* **YOUR OBJECTIVE**
Check each statement against the almond rootstock report. Answer yes or no, and quote the words from the report that decide it. 1. The almond trees were to be planted in Spring 2008. 2. The plot strips were to be fumigated in the spring. 3. Every kind of mycorrhiza secretes glomalin.

* **EXCERPTED TEXT**
======
INOCULATION OF ALMOND ROOTSTOCK WITH SYMBIOTIC ARBUSCULAR MYCORRHIZAL FUNGUS FOR IMPROVEMENT OF NUT YIELD AND FOOD SAFETY
Foodborne Toxin Detection and Prevention
2012 Annual Report
1a.Objectives (from AD-416):
1) Determine if there is value in adding arbuscular mycorrhizal (AM) fungi inoculum, particularly at planting.
2) Determine if pre-plant fumigation impacts the extent and nature of AM fungal populations in the soil and is this of consequence?
3) Characterize the AM fungi populations present on field grown nursery stock vs. potted plants at the time of planting and the resulting tree performance.
1b.Approach (from AD-416):
Nonpareil almond trees on Nemaguard rootstock will be planted in Spring 2008 at USDA Parlier. Plot strips will be fumigated in the fall of 2007 and non-fumigated plot strips will be used as comparison. An assessment of the extent and nature of AM fungi populations present in the soil/residual roots after fumigation but before planting. At time of planting and before any inoculation, there will be an assessment of the extent and nature of AM present on tree roots.
Tree performance data to be collected will include:
(1 Trunk circumference: initial and final yearly.
(2 Annual pruning weights; Nutrient status-characterize nutritional deficiencies if and when symptoms arise. 3. At end of trial: Whole tree top weight, trunk diameter, etc. Annual assessments will be made of the extent and nature of AM fungal populations on tree roots.
Soil borne arbuscular mycorrhizal (AM) fungus forms a symbiotic (mutuality) relationship with most plants. The fungus colonizes the root and grows out into the soil. The hyphae net work, the part of the fungus that is in the soil, acts as an extension of the root system. The AM symbiosis improves plant phosphorus, nitrogen and mineral nutrition. Evidence also suggests the symbiosis provides protection of the plant against pathogens and improves plant water relations. In addition to facilitating nutrient uptake, some mycorrhizae secrete a gluey substance called glomalin which helps develop soil structure and soil aggregation favorable for plant growth. The beneficial effect of AMF on plant water stress should be investigated in almond production. The status of AM fungal population in almond orchards is not well understood. The purpose of this study is to determine if specific agronomic practices, such as pre-plant fumigation and inoculation with AM fungus, have an impact on AM fungal populations and subsequent tree performance.
======
* **RECORDS SUPPLIED**
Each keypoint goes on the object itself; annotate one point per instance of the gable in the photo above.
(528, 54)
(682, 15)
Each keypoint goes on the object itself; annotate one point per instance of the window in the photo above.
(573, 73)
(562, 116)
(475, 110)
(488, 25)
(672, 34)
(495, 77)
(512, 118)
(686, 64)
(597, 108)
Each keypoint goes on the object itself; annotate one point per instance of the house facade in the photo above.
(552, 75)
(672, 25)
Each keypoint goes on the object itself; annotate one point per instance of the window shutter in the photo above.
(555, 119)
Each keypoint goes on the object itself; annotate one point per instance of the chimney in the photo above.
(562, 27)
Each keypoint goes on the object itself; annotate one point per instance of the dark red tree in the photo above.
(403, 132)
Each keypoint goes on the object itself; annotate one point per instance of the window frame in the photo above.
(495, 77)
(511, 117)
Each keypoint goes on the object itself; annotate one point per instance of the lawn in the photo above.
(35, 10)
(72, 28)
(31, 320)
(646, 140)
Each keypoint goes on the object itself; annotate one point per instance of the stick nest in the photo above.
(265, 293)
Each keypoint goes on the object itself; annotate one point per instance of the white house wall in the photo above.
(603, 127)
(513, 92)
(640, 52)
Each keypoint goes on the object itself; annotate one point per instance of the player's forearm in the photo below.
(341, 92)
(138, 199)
======
* **WRITTEN REPLY**
1. Yes: "Nonpareil almond trees on Nemaguard rootstock will be planted in Spring 2008 at USDA Parlier."
2. No: "Plot strips will be fumigated in the fall of 2007"
3. No: "some mycorrhizae secrete a gluey substance called glomalin"